Text passage:
○ ○ ○ ○ ○ ○ ○
Researchers have generated stem cells from patients with a rare genetic disease, corrected the cells’ defect and reprogrammed to pluripotency, a paper published online in Nature this week reports. .The team have effectively put the cells through gene therapy and, although they did not use them to treat patients, the results have potential value for cell therapy applications.

Fanconi anaemia (FA) is a genetic disorder, manifesting in skeletal anomalies, increased incidence of solid tumours and leukaemias, and bone marrow failure. Juan Carlos Izpisúa Belmonte and colleagues use somatic cells from patients with the disease and corrected the genetic defect by gene therapy. They go on to reprogram them to pluripotency and generate patient-specific induced pluripotent stem (iPS) cells.

The group generated 19 iPS cell lines that appear indistinguishable from human embryonic and iPS cells from healthy individuals. The corrected FA-specific iPS cells can give rise to disease-free haematopoietic progenitors.

Author contact:
Juan Carlos Izpisúa Belmonte (The Salk Institute for Biological Studies, La Jolla, CA, USA)
Tel: +1 858 453 4100, ext. 1130; E-mail: belmonte@salk.edu


[2] & [3] Genetics: Genome scan uncovers genetic risks of testis cancer
DOI: 10.1038/ng.394
DOI: 10.1038/ng.393

Gene variants accounting for some of the differences between men in their risk of developing testis cancer have been identified according to two studies published online this week in Nature Genetics.

Testicular germ cell tumor is the most common malignancy in men between the ages of 15 and 45 years and is five times more common in men of European ancestry than in those of African ancestry. To find gene variants associated with risk of this disease, Michael Stratton, Katherine Nathanson and colleagues examined thousands of men of European ancestry in the UK and US.
○ ○ ○ ○ ○ ○ ○
Data for analysis:
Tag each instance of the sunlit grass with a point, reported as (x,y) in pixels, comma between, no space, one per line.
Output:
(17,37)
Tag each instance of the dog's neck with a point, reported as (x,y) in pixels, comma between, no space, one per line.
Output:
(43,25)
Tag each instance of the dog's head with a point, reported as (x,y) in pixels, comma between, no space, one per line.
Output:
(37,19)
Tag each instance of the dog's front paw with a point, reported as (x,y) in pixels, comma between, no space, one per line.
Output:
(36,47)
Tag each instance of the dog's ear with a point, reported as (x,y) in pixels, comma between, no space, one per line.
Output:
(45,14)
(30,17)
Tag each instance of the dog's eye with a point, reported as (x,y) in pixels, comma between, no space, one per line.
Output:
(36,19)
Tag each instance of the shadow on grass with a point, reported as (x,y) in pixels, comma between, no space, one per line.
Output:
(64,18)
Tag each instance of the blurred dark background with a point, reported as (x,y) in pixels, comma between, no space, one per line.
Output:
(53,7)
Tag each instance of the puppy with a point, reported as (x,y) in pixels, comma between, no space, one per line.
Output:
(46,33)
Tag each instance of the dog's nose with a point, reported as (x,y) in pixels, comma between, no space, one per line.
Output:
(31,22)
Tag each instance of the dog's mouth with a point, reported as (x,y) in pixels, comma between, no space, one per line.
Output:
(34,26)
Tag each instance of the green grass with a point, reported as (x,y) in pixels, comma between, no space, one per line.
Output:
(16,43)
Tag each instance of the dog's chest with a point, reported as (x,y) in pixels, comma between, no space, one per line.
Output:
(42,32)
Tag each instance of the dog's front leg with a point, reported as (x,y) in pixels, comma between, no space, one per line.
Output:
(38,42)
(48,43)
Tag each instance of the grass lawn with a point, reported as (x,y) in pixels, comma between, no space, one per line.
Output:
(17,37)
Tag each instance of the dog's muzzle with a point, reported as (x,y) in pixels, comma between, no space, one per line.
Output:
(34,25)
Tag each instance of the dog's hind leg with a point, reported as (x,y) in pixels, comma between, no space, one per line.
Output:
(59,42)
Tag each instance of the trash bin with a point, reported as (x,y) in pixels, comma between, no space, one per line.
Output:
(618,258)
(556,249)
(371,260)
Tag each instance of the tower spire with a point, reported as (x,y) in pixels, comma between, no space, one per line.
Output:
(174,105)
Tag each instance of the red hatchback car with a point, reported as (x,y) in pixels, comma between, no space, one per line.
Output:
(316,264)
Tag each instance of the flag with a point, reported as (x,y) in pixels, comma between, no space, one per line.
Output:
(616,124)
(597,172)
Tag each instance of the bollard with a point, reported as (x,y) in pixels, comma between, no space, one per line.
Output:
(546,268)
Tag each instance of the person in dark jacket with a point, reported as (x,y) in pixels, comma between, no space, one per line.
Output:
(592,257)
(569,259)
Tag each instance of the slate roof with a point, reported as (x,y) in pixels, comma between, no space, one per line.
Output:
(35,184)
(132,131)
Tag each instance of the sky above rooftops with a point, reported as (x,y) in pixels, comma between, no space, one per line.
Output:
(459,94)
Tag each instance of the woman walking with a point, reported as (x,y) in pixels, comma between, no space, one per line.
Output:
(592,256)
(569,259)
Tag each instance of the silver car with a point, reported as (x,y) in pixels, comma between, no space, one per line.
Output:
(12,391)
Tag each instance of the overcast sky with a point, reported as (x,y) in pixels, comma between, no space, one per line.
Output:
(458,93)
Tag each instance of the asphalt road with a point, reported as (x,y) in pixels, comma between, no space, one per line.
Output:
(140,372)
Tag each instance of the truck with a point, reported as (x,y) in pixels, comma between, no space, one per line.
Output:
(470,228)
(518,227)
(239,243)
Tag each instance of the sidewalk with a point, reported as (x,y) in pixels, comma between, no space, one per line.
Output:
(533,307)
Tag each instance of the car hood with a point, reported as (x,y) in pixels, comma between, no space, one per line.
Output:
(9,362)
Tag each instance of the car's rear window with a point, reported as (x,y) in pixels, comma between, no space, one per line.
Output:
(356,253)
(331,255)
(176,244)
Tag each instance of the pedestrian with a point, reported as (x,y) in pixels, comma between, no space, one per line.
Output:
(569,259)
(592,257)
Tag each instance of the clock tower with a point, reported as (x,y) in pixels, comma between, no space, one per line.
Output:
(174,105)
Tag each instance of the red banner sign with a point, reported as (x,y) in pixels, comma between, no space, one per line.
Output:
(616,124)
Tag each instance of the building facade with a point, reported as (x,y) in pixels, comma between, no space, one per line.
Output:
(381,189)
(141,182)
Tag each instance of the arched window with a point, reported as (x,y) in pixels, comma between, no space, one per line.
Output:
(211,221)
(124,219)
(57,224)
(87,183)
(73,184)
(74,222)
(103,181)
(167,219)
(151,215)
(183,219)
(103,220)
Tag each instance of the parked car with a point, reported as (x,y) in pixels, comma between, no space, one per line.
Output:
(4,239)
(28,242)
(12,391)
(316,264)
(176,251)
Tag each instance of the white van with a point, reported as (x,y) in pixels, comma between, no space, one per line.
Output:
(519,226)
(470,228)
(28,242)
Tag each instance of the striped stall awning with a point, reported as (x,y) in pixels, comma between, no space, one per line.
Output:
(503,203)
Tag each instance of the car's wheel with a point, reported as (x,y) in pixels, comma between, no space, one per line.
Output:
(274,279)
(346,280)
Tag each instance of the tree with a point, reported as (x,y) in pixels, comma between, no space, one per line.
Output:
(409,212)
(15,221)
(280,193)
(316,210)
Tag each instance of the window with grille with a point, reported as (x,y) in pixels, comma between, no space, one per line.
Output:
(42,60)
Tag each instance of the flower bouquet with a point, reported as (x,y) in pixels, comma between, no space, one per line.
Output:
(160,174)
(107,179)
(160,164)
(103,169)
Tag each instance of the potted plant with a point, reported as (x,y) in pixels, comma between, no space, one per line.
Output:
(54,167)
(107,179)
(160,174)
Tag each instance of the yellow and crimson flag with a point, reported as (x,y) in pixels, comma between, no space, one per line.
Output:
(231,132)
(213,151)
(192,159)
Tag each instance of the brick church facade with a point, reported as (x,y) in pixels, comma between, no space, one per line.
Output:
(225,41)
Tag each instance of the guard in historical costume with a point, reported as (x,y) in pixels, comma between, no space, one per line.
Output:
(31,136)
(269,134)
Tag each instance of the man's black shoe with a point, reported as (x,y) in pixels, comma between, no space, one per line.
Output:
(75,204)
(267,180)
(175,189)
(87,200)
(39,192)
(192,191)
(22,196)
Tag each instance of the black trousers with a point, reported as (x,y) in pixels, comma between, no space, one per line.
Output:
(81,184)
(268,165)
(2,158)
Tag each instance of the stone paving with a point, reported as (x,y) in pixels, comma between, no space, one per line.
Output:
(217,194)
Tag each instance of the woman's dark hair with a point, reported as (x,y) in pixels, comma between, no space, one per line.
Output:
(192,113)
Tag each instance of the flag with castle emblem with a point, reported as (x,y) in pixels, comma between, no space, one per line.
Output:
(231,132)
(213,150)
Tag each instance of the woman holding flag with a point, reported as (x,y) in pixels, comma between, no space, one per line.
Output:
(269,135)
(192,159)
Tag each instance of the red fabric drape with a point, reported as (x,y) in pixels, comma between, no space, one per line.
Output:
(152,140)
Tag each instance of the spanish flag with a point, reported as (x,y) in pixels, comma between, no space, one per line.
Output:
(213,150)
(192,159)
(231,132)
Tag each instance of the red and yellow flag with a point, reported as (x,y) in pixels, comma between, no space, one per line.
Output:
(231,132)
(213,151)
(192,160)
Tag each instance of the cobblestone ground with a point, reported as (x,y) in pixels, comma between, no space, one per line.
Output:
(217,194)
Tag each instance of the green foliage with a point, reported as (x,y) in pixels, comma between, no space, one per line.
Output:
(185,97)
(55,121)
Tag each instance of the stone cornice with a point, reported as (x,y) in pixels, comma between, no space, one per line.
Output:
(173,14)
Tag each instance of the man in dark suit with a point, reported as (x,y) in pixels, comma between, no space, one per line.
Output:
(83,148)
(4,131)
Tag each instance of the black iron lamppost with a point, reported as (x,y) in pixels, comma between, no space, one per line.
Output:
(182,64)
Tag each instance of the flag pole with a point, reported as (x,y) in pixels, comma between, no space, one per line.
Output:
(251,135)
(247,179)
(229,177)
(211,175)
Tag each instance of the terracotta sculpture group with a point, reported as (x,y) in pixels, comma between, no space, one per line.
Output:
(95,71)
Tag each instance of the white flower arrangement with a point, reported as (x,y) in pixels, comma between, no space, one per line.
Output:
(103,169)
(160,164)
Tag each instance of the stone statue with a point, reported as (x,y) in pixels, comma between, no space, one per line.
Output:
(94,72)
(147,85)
○ ○ ○ ○ ○ ○ ○
Goal of the exercise: Return everything in the research news text from "Researchers have generated" down to "stem (iPS) cells.", copied word for word. The entries come from a separate source and are unrelated to the research news text.

Result of this exercise:
Researchers have generated stem cells from patients with a rare genetic disease, corrected the cells’ defect and reprogrammed to pluripotency, a paper published online in Nature this week reports. .The team have effectively put the cells through gene therapy and, although they did not use them to treat patients, the results have potential value for cell therapy applications.

Fanconi anaemia (FA) is a genetic disorder, manifesting in skeletal anomalies, increased incidence of solid tumours and leukaemias, and bone marrow failure. Juan Carlos Izpisúa Belmonte and colleagues use somatic cells from patients with the disease and corrected the genetic defect by gene therapy. They go on to reprogram them to pluripotency and generate patient-specific induced pluripotent stem (iPS) cells.